__TRY IT__. The response must restate the data exactly, with nothing left out.

__MATERIAL SUPPLIED__.
────

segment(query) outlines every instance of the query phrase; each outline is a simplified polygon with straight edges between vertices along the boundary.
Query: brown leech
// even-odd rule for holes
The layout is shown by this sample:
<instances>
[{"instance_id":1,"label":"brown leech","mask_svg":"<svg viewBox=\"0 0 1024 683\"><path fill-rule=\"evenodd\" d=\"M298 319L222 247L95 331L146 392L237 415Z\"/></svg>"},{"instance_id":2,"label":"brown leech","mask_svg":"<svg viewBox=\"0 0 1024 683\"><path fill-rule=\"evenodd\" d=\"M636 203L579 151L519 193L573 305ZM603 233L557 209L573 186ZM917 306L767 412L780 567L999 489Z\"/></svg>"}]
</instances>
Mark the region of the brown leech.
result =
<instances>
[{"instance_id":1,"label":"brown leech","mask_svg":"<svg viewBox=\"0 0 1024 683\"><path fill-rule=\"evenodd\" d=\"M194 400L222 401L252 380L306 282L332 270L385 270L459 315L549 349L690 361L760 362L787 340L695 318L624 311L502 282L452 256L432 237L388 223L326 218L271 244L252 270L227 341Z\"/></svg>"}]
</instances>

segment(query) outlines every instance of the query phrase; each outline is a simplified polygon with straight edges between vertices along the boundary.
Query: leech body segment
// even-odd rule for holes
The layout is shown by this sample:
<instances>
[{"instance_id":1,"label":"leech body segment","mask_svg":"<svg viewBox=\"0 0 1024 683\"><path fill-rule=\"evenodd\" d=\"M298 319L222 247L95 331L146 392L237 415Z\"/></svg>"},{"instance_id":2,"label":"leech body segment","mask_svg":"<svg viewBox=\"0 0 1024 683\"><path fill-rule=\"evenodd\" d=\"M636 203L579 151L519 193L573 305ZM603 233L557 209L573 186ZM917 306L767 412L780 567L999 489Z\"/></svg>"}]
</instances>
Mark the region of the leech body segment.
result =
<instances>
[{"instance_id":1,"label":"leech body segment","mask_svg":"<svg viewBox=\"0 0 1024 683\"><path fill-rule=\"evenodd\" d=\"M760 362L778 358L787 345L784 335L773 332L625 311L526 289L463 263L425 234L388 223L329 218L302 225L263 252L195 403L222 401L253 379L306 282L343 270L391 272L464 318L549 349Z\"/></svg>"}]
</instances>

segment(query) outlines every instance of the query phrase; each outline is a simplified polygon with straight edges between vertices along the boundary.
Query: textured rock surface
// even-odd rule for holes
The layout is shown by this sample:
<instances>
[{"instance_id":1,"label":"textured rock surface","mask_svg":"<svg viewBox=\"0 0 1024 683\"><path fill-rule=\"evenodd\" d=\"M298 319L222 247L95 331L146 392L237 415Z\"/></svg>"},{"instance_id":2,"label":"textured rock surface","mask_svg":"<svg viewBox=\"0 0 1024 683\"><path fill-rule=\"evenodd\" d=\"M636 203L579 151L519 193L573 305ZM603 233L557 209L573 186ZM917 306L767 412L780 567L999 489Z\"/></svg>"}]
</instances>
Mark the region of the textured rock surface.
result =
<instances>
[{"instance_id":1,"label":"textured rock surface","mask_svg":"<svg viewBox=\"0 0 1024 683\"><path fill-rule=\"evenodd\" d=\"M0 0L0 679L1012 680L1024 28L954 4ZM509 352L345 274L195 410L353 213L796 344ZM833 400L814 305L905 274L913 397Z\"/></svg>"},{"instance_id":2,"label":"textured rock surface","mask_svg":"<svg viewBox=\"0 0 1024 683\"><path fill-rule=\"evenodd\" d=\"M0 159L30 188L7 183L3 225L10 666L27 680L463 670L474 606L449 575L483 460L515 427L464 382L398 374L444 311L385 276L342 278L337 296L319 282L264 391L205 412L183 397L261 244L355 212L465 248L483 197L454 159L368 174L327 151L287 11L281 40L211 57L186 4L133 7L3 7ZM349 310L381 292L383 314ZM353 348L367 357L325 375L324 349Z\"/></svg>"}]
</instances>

────

__RESULT OF THE EXERCISE__.
segment(query) outlines every instance of the query phrase; each outline is a simplified polygon with straight edges between vertices along the boundary.
Query: brown leech
// even-odd rule for holes
The layout is shown by this sample:
<instances>
[{"instance_id":1,"label":"brown leech","mask_svg":"<svg viewBox=\"0 0 1024 683\"><path fill-rule=\"evenodd\" d=\"M298 319L222 247L95 331L146 392L237 415Z\"/></svg>"},{"instance_id":2,"label":"brown leech","mask_svg":"<svg viewBox=\"0 0 1024 683\"><path fill-rule=\"evenodd\" d=\"M636 203L579 151L519 193L573 305ZM603 233L557 209L573 186ZM917 306L767 412L780 567L999 489Z\"/></svg>"}]
</instances>
Mark the region of the brown leech.
result =
<instances>
[{"instance_id":1,"label":"brown leech","mask_svg":"<svg viewBox=\"0 0 1024 683\"><path fill-rule=\"evenodd\" d=\"M194 400L222 401L252 380L306 282L332 270L385 270L459 315L549 349L690 361L760 362L787 340L695 318L624 311L502 282L452 256L432 237L388 223L326 218L271 244L252 270L227 341Z\"/></svg>"}]
</instances>

segment(query) outlines every instance of the query phrase; each outline is a simplified polygon with straight edges between vertices along the boundary.
Query: leech body segment
// even-odd rule for holes
The layout is shown by this sample:
<instances>
[{"instance_id":1,"label":"leech body segment","mask_svg":"<svg viewBox=\"0 0 1024 683\"><path fill-rule=\"evenodd\" d=\"M298 319L222 247L95 331L146 392L237 415Z\"/></svg>"},{"instance_id":2,"label":"leech body segment","mask_svg":"<svg viewBox=\"0 0 1024 683\"><path fill-rule=\"evenodd\" d=\"M636 203L579 151L519 193L573 305ZM603 233L557 209L573 186ZM917 306L767 412L780 567L999 489Z\"/></svg>"}]
</instances>
Mark the region of the leech body segment.
result =
<instances>
[{"instance_id":1,"label":"leech body segment","mask_svg":"<svg viewBox=\"0 0 1024 683\"><path fill-rule=\"evenodd\" d=\"M760 362L778 358L787 345L784 335L773 332L625 311L526 289L463 263L425 234L388 223L329 218L302 225L263 252L195 403L222 401L253 379L306 282L343 270L391 272L464 318L549 349Z\"/></svg>"}]
</instances>

segment(query) outlines every instance of the query phrase; each outline is a simplified polygon with straight edges between vertices along the boundary.
Query: textured rock surface
// even-odd rule for holes
The layout is shown by this sample:
<instances>
[{"instance_id":1,"label":"textured rock surface","mask_svg":"<svg viewBox=\"0 0 1024 683\"><path fill-rule=\"evenodd\" d=\"M298 319L222 247L95 331L146 392L237 415Z\"/></svg>"},{"instance_id":2,"label":"textured rock surface","mask_svg":"<svg viewBox=\"0 0 1024 683\"><path fill-rule=\"evenodd\" d=\"M636 203L579 151L519 193L573 305ZM603 233L557 209L573 186ZM917 306L767 412L780 567L999 489Z\"/></svg>"}]
</instances>
Mark the region of the textured rock surface.
result =
<instances>
[{"instance_id":1,"label":"textured rock surface","mask_svg":"<svg viewBox=\"0 0 1024 683\"><path fill-rule=\"evenodd\" d=\"M0 0L0 679L1012 680L1024 28L954 4ZM509 352L345 274L195 410L353 213L796 344ZM833 400L814 305L905 274L913 397Z\"/></svg>"},{"instance_id":2,"label":"textured rock surface","mask_svg":"<svg viewBox=\"0 0 1024 683\"><path fill-rule=\"evenodd\" d=\"M0 159L30 188L7 183L3 225L10 666L27 680L463 670L474 606L449 575L483 460L515 427L464 382L398 374L444 311L385 276L342 278L337 296L319 282L264 391L205 412L183 397L261 244L355 212L465 248L483 197L454 159L368 174L327 151L287 11L281 40L211 57L186 4L133 7L3 7ZM349 310L381 292L383 314ZM353 348L367 357L325 375L324 349Z\"/></svg>"}]
</instances>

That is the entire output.